··· Document passage
 To further improve the biocompatibility of the medical implant or device fabricated at least in part from the inventive alloy, at least a portion of the surface of the inventive alloy can be conversion surface-hardened and/or coated. Such coatings can include, but are not limited to a polymer, a blend of polymers, a metal, a blend of metals, a ceramic, and/or biomolecules, in particular peptides, proteins, lipids, carbohydrates, and/or nucleic acids (e.g. collagen, heparin, fibrin, phosphorylcholine, cellulose, morphogenic proteins or peptides, growth factors). Furthermore, the alloy surface or the coatings can comprise stem cells and/or bioactive substances, in particular drugs, antibiotics, growth factors, anti-inflammatory agents, and/or anti-thrombogenic agents. Further, the surface can be modified by electropolishing or mechanical polishing for formation of a completely smooth surface, sintering to achieve a porous coating, as for example described in EP 0 601 804 A1, or by roughening procedures or micro-blasting, in particular sand-blasting, to achieve a rough surface.
 The inventive alloy is useful in the manufacturing of a variety of medical implants and devices. The manufacture of medical devices from the inventive alloy includes minimal-invasive devices, in particular guide wires, catheters (balloon catheters, guiding catheters, angiographic catheters, functional catheters, etc.), intra-cavernous implants, in particular intra-esophagus, intra-urethra, intra-tracheal implants, and intra-vascular implants, in particular stents, stent grafts, stent graft connectors, heart valve repair devices, or filters.
······
··· Data under study
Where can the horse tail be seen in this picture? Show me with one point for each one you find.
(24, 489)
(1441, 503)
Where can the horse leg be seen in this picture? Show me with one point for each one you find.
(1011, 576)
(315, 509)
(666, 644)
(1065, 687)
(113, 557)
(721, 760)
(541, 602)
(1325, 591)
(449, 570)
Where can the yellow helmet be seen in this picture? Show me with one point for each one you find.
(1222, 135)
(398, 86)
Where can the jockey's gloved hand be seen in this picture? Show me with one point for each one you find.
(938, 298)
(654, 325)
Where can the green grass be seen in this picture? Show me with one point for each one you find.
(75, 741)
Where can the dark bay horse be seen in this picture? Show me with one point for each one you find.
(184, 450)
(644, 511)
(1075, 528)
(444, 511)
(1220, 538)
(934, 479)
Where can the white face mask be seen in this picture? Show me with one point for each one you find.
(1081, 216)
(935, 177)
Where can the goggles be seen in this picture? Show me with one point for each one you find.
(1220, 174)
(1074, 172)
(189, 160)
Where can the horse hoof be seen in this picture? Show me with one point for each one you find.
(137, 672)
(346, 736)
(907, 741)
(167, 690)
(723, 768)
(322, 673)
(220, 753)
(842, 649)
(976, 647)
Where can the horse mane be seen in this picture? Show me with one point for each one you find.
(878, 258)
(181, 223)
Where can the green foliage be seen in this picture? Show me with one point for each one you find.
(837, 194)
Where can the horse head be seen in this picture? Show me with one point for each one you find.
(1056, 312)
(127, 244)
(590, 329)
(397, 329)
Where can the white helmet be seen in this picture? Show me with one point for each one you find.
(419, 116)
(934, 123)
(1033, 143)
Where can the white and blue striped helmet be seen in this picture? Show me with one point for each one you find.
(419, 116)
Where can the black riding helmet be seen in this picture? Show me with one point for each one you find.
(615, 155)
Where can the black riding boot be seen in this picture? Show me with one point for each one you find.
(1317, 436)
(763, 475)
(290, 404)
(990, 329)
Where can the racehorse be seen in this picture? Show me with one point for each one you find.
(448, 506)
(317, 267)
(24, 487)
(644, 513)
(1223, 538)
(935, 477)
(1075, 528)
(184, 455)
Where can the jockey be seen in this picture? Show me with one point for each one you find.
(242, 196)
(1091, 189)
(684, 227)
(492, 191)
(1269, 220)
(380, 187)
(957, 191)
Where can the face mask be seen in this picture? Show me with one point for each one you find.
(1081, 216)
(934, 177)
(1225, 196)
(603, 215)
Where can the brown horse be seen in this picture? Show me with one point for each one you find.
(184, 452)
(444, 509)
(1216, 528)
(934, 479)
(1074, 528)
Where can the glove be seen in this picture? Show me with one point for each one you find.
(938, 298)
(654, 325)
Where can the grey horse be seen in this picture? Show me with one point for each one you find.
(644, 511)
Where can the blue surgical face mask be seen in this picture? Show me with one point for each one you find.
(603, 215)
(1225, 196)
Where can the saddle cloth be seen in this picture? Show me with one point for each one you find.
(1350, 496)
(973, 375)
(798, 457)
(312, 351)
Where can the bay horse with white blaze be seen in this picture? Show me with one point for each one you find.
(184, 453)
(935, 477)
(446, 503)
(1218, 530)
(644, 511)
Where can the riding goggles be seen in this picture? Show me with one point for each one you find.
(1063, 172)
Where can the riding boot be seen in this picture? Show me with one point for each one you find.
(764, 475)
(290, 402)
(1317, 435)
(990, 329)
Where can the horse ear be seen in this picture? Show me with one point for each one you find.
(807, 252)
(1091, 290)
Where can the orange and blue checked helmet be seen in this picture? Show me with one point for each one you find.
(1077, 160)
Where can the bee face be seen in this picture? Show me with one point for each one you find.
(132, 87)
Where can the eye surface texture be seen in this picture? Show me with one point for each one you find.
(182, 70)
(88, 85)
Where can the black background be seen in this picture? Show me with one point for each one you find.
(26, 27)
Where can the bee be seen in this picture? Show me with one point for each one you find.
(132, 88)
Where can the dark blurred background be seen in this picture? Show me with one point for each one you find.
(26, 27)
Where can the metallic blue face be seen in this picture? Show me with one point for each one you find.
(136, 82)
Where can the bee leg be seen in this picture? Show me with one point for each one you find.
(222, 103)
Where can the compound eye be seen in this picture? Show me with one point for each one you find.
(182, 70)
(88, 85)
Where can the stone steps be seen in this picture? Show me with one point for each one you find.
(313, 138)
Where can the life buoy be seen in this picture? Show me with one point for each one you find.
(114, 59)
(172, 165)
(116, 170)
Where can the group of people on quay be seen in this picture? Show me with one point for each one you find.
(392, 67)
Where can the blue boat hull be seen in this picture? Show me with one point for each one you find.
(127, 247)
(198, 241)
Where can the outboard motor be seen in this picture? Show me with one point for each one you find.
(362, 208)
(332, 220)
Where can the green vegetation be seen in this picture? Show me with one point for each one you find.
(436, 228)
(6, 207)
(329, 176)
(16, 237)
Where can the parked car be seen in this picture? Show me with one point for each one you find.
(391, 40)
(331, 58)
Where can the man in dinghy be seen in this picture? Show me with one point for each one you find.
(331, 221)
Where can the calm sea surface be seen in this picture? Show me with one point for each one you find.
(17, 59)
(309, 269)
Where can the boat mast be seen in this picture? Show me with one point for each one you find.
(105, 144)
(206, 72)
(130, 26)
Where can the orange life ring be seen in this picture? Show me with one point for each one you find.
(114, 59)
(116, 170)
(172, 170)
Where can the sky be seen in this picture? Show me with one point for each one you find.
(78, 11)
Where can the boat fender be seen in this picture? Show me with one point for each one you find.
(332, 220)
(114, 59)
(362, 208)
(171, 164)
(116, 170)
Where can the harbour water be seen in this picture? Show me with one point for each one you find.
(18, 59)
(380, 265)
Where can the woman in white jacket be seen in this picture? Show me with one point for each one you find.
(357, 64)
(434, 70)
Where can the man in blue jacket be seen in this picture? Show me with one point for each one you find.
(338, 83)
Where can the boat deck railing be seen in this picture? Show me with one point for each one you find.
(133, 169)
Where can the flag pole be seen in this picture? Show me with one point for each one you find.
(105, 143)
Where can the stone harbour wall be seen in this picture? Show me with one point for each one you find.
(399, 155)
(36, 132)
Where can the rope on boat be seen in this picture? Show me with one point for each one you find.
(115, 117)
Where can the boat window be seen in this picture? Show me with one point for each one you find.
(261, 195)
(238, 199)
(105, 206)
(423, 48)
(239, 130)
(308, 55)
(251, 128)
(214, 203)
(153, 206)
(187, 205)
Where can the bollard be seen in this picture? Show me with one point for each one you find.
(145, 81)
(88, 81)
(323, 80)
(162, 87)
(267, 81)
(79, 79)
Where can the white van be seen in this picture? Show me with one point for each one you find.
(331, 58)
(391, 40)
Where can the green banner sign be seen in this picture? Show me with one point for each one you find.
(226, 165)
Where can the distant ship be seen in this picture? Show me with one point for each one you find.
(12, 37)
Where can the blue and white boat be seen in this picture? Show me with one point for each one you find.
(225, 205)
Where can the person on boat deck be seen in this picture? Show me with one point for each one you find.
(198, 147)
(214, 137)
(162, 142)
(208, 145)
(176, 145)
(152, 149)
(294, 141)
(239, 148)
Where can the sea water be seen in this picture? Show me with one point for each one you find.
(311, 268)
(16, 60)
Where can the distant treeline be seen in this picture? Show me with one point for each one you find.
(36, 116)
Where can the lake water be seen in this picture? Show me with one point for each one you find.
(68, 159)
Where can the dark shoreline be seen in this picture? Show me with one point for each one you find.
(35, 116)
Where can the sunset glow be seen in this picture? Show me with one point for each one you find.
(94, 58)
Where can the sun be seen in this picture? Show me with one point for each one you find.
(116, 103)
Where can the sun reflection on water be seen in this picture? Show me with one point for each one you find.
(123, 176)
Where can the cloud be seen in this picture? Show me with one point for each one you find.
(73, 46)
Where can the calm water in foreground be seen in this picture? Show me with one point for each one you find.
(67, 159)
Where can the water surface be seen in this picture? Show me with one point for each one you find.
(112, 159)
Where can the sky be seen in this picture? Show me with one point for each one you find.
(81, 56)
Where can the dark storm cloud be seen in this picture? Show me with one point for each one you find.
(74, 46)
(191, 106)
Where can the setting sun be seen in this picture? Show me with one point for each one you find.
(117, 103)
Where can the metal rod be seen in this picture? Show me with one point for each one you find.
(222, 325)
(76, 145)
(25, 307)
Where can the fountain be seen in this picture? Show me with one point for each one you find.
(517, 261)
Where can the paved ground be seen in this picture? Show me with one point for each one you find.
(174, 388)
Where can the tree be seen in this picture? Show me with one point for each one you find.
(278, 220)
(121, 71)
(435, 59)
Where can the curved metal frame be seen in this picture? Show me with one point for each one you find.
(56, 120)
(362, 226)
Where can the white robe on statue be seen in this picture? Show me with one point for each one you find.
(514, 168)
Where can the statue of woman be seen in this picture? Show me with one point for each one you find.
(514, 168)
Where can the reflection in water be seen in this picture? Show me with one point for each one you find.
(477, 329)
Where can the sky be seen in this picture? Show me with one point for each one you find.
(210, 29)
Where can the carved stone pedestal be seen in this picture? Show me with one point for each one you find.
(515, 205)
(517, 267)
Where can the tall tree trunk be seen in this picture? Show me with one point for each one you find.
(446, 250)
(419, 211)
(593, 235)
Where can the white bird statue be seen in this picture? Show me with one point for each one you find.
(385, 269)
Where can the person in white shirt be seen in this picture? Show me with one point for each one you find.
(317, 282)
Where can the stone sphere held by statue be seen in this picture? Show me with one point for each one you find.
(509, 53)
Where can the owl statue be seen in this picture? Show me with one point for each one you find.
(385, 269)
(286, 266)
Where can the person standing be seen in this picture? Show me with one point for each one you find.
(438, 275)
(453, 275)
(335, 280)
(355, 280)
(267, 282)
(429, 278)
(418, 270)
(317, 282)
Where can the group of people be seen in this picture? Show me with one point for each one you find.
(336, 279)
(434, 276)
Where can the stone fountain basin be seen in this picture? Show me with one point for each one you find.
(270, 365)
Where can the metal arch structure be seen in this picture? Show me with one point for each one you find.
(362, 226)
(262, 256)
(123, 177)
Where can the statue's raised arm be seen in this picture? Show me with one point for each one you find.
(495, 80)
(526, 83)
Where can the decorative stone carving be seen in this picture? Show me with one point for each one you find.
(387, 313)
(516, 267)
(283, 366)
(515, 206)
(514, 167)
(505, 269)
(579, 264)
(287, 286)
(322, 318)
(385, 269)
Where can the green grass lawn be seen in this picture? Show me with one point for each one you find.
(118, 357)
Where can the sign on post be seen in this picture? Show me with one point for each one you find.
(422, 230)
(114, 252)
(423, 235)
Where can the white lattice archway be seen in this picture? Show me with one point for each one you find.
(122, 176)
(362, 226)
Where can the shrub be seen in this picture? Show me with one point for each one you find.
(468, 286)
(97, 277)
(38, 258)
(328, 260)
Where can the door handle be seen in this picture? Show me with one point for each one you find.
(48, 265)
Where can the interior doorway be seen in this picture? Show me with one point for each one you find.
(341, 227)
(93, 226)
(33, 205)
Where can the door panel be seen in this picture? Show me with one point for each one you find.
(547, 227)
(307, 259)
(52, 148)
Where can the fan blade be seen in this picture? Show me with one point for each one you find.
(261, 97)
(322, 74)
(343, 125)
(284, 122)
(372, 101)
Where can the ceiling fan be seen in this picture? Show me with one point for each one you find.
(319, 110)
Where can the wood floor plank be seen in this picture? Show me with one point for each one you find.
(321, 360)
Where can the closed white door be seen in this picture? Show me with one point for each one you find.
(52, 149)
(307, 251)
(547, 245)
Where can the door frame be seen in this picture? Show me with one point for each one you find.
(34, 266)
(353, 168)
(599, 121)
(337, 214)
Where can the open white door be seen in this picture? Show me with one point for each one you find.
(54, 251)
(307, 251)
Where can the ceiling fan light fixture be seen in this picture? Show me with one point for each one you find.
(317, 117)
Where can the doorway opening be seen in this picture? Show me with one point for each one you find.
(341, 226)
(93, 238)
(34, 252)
······
Work order A
Answer from the implant-alloy passage:
(i) Which patent document does it cite for sintering to achieve a porous coating?
(ii) Which two methods does it give for forming a completely smooth surface?
(iii) What kinds of catheters does it list?
Work order B
Write the next paragraph of the implant-alloy passage, following on from its last sentence.

Exercise output A
(i) EP 0 601 804 A1
(ii) Electropolishing and mechanical polishing
(iii) Balloon catheters, guiding catheters, angiographic catheters and functional catheters

Exercise output B
 Preferred alloys contain the following elements:
 (a) between about 0.1 and 70 weight percent Niobium,
 (b) between about 0.1 and 30 weight percent in total of at least one element selected from the group consisting of tungsten, zirconium, and molybdenum,
 (c) up to 5 weight percent in total of at least one element selected from the group consisting of hafnium, rhenium and lanthanides, in particular cerium,
 (d) and a balance of tantalum.
 The alloys preferably provide for a uniform beta structure, which is uniform and corrosion-resistant, and have the ability for conversion oxidation or nitriding surface-hardening of the medical implant or device.
 The tungsten content is preferably between 0.1 and 15 weight percent.
 The zirconium content is preferably between 0.1 and 10 weight percent.
 The molybdenum content is preferably between 0.1 and 20 weight percent and more preferably between 0.1 and 10 weight percent.
 The niobium content is preferably between 5 and 25 weight percent.
 Especially preferred alloys contain about 10 weight percent niobium and about 2.5 weight percent tungsten.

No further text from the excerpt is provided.